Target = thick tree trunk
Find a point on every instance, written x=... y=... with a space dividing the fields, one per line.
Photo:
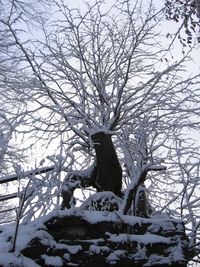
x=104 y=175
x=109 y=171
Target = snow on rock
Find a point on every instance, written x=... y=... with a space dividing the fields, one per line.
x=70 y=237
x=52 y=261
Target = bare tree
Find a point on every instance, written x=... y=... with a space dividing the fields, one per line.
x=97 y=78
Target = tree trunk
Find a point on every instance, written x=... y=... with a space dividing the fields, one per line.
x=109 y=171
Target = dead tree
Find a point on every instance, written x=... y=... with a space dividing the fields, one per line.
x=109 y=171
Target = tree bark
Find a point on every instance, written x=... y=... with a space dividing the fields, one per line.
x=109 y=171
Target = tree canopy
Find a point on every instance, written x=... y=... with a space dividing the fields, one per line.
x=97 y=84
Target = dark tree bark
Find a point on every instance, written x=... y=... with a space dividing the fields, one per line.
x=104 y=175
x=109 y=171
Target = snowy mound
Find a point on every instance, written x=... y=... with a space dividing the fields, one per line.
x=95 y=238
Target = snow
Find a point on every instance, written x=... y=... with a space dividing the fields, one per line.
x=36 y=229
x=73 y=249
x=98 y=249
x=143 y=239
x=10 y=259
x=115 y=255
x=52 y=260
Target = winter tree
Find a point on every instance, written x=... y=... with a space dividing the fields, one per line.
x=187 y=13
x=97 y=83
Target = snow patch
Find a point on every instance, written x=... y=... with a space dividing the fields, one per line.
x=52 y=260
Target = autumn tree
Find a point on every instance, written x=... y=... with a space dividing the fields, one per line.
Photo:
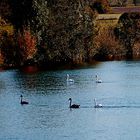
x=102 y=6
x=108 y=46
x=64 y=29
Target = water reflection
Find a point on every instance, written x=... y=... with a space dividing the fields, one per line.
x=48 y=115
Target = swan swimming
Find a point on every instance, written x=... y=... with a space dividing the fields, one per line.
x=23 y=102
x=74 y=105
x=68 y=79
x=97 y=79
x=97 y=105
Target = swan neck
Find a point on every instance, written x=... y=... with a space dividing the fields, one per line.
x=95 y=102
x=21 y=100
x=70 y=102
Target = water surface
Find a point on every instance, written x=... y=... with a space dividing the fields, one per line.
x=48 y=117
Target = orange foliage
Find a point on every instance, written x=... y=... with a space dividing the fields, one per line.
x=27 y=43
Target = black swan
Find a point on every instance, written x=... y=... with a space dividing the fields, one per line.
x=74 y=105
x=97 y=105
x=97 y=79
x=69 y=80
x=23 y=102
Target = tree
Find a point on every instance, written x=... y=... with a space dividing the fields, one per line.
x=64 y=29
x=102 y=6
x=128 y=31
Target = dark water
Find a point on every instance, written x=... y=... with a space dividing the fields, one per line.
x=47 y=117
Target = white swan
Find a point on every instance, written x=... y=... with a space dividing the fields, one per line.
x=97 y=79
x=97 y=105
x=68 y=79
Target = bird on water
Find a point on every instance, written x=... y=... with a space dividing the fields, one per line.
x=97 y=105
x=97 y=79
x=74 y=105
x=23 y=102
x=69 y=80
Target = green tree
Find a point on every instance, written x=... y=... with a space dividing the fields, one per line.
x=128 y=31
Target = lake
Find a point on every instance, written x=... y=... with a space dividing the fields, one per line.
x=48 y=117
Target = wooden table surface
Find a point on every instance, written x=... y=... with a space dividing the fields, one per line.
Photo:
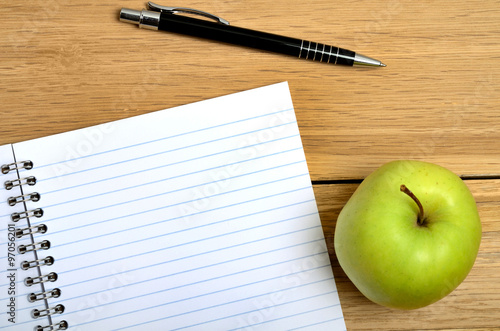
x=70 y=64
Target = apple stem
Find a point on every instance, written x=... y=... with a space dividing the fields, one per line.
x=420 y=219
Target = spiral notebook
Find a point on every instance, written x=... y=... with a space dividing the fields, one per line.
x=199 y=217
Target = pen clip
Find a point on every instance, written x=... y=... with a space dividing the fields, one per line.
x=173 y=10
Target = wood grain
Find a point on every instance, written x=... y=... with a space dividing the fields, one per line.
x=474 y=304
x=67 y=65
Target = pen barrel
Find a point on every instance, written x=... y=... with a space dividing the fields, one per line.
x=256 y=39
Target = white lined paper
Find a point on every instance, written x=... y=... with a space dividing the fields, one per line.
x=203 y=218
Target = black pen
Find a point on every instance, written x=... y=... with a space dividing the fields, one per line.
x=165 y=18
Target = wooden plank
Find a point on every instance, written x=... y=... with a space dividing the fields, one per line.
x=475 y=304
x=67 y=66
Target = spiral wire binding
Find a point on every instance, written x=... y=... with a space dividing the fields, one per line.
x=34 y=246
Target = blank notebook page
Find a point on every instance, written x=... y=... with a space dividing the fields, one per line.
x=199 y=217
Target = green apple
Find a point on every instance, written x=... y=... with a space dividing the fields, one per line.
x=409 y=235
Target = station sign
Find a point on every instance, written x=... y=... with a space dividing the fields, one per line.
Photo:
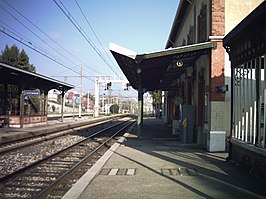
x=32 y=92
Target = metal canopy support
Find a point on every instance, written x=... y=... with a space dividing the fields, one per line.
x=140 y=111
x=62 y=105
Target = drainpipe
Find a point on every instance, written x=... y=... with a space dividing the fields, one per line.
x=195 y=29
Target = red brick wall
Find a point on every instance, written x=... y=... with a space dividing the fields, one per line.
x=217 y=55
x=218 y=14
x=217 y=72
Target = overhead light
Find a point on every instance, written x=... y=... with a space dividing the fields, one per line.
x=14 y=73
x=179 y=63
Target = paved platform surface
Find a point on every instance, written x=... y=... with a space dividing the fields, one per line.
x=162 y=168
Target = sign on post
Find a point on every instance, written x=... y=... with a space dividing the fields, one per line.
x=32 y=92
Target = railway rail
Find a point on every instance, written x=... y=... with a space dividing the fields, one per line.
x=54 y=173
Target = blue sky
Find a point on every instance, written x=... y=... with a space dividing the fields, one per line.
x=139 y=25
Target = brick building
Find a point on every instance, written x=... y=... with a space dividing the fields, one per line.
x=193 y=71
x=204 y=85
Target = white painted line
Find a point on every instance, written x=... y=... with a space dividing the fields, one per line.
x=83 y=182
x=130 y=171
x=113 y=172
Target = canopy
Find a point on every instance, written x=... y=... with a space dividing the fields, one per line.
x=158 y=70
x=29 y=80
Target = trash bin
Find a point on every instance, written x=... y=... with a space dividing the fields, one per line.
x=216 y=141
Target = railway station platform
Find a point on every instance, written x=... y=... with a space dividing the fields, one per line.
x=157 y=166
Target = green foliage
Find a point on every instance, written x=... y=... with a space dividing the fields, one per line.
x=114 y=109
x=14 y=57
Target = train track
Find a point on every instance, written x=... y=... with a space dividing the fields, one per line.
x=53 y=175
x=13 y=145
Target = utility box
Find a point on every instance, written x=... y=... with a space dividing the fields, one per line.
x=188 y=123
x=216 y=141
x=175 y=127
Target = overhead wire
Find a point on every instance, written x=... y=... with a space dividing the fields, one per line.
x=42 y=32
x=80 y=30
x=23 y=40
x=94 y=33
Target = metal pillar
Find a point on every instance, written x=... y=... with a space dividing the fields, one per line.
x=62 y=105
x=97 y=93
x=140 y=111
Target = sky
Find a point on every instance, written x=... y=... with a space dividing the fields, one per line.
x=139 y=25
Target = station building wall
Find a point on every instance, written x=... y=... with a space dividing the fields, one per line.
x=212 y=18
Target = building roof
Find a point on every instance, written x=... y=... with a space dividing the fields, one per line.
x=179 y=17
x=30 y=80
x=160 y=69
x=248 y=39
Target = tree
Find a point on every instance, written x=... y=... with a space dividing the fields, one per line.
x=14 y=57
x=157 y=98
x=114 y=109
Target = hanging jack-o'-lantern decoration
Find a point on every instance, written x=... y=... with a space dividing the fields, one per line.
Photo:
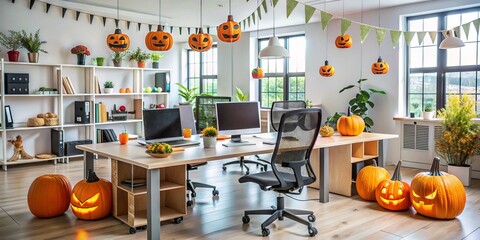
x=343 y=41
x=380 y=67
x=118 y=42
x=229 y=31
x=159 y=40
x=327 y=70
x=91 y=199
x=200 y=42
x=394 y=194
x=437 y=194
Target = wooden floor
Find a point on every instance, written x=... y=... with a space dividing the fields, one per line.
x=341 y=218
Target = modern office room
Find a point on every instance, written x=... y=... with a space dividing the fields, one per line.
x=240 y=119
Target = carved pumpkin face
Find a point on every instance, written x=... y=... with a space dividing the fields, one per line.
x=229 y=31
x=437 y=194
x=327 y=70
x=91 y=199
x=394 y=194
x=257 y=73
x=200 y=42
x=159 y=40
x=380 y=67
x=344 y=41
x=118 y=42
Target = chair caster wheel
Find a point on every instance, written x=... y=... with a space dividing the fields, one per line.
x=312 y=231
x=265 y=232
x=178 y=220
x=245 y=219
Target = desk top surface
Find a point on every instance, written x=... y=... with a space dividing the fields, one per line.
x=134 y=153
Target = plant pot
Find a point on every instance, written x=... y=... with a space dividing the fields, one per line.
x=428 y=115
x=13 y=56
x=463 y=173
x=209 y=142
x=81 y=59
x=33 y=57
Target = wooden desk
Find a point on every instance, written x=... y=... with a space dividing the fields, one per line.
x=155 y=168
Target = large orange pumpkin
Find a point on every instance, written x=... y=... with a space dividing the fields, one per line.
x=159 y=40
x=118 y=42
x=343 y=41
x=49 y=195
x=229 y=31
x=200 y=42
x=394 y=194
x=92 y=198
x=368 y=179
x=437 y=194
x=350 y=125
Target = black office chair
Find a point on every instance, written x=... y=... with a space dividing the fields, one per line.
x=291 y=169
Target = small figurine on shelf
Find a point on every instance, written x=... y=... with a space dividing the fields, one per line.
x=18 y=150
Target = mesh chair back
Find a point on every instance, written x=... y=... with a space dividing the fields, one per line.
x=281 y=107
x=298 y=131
┄┄┄┄┄┄┄┄┄┄
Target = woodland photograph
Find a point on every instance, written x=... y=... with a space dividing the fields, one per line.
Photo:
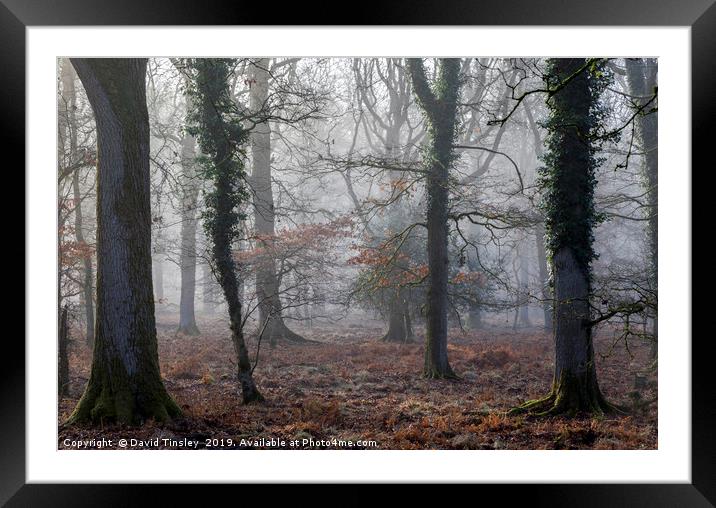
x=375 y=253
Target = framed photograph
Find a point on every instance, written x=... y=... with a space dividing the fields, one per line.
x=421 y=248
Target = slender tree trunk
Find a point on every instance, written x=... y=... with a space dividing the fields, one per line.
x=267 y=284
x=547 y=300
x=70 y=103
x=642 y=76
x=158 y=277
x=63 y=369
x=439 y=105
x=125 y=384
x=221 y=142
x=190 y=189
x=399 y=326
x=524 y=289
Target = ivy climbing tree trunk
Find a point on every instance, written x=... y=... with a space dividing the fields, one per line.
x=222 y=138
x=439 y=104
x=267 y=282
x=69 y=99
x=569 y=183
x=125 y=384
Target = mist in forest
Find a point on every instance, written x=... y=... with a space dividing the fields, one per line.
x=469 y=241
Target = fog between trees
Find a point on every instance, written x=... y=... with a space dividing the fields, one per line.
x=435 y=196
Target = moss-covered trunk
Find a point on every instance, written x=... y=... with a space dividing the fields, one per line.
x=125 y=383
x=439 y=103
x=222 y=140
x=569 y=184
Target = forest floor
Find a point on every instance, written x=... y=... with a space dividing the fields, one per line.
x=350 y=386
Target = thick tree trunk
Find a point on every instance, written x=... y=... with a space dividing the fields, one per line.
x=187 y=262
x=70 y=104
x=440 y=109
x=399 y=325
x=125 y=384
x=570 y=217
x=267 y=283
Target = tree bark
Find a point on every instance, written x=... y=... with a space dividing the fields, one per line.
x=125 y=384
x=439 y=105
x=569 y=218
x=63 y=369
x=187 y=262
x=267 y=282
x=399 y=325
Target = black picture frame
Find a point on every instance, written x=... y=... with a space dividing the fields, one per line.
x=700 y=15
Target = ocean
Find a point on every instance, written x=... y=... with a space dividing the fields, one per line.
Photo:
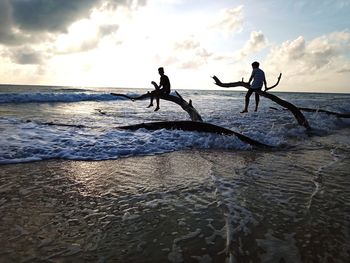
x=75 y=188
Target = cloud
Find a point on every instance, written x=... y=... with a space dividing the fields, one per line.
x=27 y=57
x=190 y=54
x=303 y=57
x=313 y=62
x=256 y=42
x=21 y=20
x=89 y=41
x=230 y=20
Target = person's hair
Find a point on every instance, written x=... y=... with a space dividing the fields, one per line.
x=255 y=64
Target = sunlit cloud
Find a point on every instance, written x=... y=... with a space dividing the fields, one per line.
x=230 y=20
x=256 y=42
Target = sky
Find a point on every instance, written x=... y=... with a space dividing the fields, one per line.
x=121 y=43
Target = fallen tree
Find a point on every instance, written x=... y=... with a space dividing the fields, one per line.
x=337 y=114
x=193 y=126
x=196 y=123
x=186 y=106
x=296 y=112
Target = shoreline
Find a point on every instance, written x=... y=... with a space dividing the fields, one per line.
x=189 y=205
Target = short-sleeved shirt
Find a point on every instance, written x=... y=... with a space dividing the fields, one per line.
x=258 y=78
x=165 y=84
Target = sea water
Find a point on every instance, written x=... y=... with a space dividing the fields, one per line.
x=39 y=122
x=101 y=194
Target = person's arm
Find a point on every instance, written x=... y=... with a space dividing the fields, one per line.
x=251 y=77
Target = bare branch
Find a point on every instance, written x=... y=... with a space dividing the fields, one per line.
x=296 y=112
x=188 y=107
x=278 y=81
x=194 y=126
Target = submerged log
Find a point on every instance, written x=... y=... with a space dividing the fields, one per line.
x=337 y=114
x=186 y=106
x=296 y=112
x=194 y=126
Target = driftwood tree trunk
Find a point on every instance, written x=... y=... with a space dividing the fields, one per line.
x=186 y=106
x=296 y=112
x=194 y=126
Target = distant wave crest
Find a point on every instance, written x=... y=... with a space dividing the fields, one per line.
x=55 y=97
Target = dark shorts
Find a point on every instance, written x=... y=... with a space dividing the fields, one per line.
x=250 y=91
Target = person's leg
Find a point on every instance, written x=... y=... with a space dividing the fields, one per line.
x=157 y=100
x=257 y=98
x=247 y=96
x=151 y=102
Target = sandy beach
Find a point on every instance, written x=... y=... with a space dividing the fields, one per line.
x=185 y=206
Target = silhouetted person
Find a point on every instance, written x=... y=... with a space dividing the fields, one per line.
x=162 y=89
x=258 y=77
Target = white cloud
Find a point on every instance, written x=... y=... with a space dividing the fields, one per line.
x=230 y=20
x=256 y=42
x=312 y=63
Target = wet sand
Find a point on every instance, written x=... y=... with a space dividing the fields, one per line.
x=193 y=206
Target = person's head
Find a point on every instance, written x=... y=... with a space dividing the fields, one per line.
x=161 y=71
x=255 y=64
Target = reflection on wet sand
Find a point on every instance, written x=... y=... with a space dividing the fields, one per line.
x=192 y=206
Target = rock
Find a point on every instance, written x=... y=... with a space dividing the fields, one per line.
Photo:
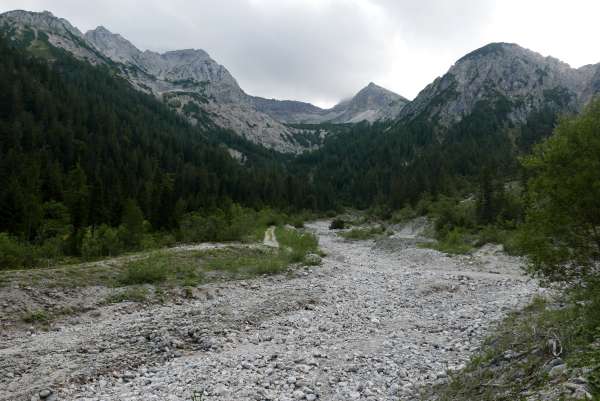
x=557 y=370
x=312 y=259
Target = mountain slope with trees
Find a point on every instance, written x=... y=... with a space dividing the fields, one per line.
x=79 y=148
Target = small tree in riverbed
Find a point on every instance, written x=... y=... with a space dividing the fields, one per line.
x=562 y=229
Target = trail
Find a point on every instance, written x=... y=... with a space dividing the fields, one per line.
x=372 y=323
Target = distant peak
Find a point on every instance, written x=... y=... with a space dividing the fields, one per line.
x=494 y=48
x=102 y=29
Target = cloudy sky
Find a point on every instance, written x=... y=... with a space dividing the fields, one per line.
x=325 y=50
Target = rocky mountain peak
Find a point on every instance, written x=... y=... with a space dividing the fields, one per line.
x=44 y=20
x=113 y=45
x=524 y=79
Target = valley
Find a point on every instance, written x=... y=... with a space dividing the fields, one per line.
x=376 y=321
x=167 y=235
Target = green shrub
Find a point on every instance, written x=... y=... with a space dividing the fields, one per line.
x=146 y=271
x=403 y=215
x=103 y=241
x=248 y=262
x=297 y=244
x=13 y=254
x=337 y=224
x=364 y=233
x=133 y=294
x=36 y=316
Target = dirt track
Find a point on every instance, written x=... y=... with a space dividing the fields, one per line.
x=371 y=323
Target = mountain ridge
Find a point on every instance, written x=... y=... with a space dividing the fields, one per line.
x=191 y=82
┄┄┄┄┄┄┄┄┄┄
STATED TASK: Put the rows that begin at the line containing "Target = pen barrel" and stop after the line containing "x=203 y=218" into a two-column CSV with the headers text and answer. Give one CSV line per row, with its wording and its points each as a single quoted field and every line break turned into a space.

PROBLEM SOLUTION:
text,answer
"Target = pen barrel Find a point on every instance, written x=... y=... with a space dividing the fields, one per line.","x=256 y=39"
"Target = white lined paper Find a point on every instance, written x=... y=... with a space dividing the fields, one per line.","x=203 y=218"